**Source passage**
· · · · ·
Aiwen! Finally, someone else who appreciates the awesomeness that is Love! That album was the last one I cut from my list. It's an amazing album from a group that was unheralded at the time, but they ended up influencing a lot of Los Angeles based bands of the late 60's and early 70's. Very good stuff.

And I just can't seem to get into Dark Side of the Moon now that I no longer partake. :\


----------



## Ghorim (Feb 7, 2007)

Wow! Good stuff, indeed. I must confess that I dig your picks too, Aiwen. Love and the Zombies are vintage '60s gems that often get overlooked in favor of bigger names from that era - of which there are plenty. And props on giving the Roots some love, Jaborg. Apparently ?uestlove's been really bummed that _Game Theory_ didn't appear on more "Best of 2006" lists. I personally think it's the most focused and consistent thing they've ever produced. Oh yes... and some of my favorite records?

The Band - _Music From Big Pink_, _The Band_
Pixies - _Doolittle_
Radiohead - _OK Computer_, _Kid A_
The Beatles - _Rubber Soul_, _Revolver_
XTC - _Skylarking_
The Beach Boys - _Pet Sounds_
The Zombies - _Odessey & Oracle_
Stevie Wonder - _Innervisions_
The dB's - _Repercussion_
Beastie Boys - _Paul's Boutique_, _Check Your Head_
Stan Getz & Joao Gilberto - _Getz/Gilberto_
Nick Drake - Entire Discography
R.E.M. - _Murmur_
Elliott Smith - _Either/Or_
Dusty Springfield - _Dusty In Memphis_
Wu-Tang Clan - _Enter The Wu-Tang (36 Chambers)_

And more! So many more... I'm stumbling across new and exciting things all the time.


----------



## Thorin (Feb 11, 2007)

Jaberg said:


> Good lists folks.
> 
> Thor: I struggled with not putting a Rush album on my list seeing as how they are one of my favorite bands. If I were going to, I would probably say 2112 or Moving Pictures, but Exit Stage Left is an amazing work. (Interesting bit of knowledge: Rush started sucking the moment Alex Liveston and Geddy Lee cut their hair into mullets sometime around 1984.)



Yes, I agree. Though there are some good songs on 'Signals', Rush started sucking the big one from then on. I love the guys and IMO nobody is better at bass or drums then Geddy and Neil, but they just left behind the awesome sound of their early albums after 'Signals'. You cannot compare 'Presto' and 'Grace Under Pressure' to your above mentioned albums.

These other posts are reminding me of some other albums I forgot...
· · · · ·
**Record extracts**
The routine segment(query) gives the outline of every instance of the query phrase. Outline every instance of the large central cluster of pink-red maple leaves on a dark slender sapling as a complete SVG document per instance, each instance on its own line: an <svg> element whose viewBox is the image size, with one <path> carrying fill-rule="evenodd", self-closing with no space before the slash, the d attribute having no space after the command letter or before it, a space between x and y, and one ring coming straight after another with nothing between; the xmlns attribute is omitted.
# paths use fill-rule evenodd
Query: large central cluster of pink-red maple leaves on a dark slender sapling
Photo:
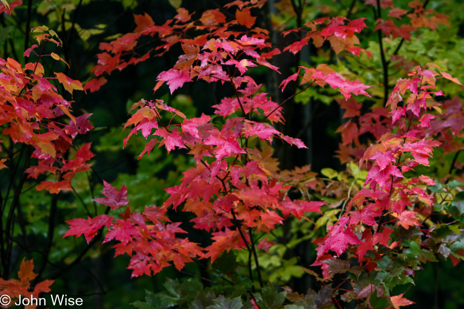
<svg viewBox="0 0 464 309"><path fill-rule="evenodd" d="M101 45L102 49L119 59L119 53L134 48L141 35L157 34L162 40L169 40L158 48L165 51L173 43L180 42L185 54L179 57L172 69L158 75L155 91L166 82L172 93L185 82L196 78L207 82L228 83L236 93L235 97L224 98L212 106L214 114L225 119L220 128L214 125L210 115L203 114L201 117L188 119L181 111L168 106L162 100L141 100L132 106L131 110L137 110L125 127L134 127L124 140L124 145L138 131L145 138L155 136L148 141L139 159L146 153L149 155L154 146L164 145L168 152L176 148L188 149L196 162L194 168L184 172L179 185L166 189L171 196L163 206L150 207L160 209L157 211L164 215L168 207L176 209L182 205L183 211L196 215L192 219L194 227L211 232L211 239L214 241L211 246L198 247L188 239L176 238L175 233L183 232L178 227L179 223L162 223L163 220L153 222L153 218L148 217L147 213L131 213L129 208L122 219L102 215L68 222L70 230L65 236L84 234L87 241L101 227L108 227L105 241L115 238L121 242L117 245L116 254L127 253L132 256L129 268L133 269L133 276L149 274L150 271L156 273L169 266L168 262L181 269L192 257L211 258L214 261L223 251L232 248L266 248L269 246L266 241L254 243L252 229L254 233L269 232L290 214L301 218L306 211L320 212L319 208L324 204L315 201L291 201L285 195L289 186L277 182L265 164L256 160L260 158L259 152L247 146L254 138L268 143L279 138L297 147L305 147L301 140L286 136L271 125L283 121L282 107L269 99L267 93L259 91L261 85L246 75L247 68L251 66L261 65L277 70L266 59L280 51L274 49L258 53L259 50L269 49L270 45L265 41L269 38L266 30L252 28L254 18L251 18L250 9L260 7L262 3L249 2L245 5L233 2L229 6L234 5L239 6L235 13L236 20L226 22L221 12L210 10L204 12L195 22L196 26L187 22L191 17L185 9L179 9L174 20L167 21L163 26L154 25L147 14L138 15L135 16L137 28L134 33ZM226 30L233 25L251 29L247 30L247 34ZM182 33L192 27L206 33L194 39L180 35L166 37L173 29ZM236 39L230 40L231 36ZM128 63L119 60L100 61L108 55L99 55L99 63L93 71L97 77L104 72L110 73L115 68L121 69ZM163 113L171 114L168 125L163 123ZM126 190L121 190L123 189ZM104 194L106 199L96 201L112 209L117 208L108 204L108 199L112 199L116 191L111 193L109 188L105 188ZM155 224L147 226L146 221ZM125 233L124 236L122 233ZM108 235L111 236L108 238ZM146 249L147 242L152 250ZM155 243L168 245L159 247ZM132 255L134 251L136 253Z"/></svg>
· · · · ·
**What you should do**
Continue the forum thread about favorite albums, picking up right after its final sentence.

**Response to the exercise**
Non 'rock/heavy metal' albums in my top ten:

1) Agnus Dei (A collection of fantastic choral music)

2) Enya - 'Amarantine'

3) Fellowship of the Ring - Soundtrack

4) Steve Green - 'The Letter'

5) Steve Bell - 'Simple Songs' (Canadian Christian guitarist/singer/songwriter)

6) Gordon Lightfoot - 'The United Artists Collection'

7) Nitty Gritty Dirt Band - 'Acoustic'

8) The Cathedral Quartet - 'High and Lifted Up'

9) Beethoven - '5th and 6th Symphonies'

10) The Eagles - 'Greatest Hits: Vol 1'


----------



## Ermundo (Feb 11, 2007)

I can only think of two albums right now. Only because I don't like to think much before breakfast. Or lunch. Dinner though, I think way to much. 

_Meteora _ Linkin Park

Hybrid Theory_ Linkin Park

_


----------



## Aiwendil2 (Feb 11, 2007)

Jaberg, Ghorim - yes, Love is certainly one of the most underappreciated 'Classic Rock' groups (and so are the Zombies). _Forever Changes_ has some incredible songs on it that are really quite sophisticated both harmonically and lyrically. The only other Love album I have is _Da Capo_, which, to be honest, I was a little bit disappointed with. It's got some good tracks, but the long piece on the second side is somewhat unfocused and a bit bland. Is there other stuff by Love I should be looking for? I have heard a couple of songs by the later incarnation of the group and thought they were rather good.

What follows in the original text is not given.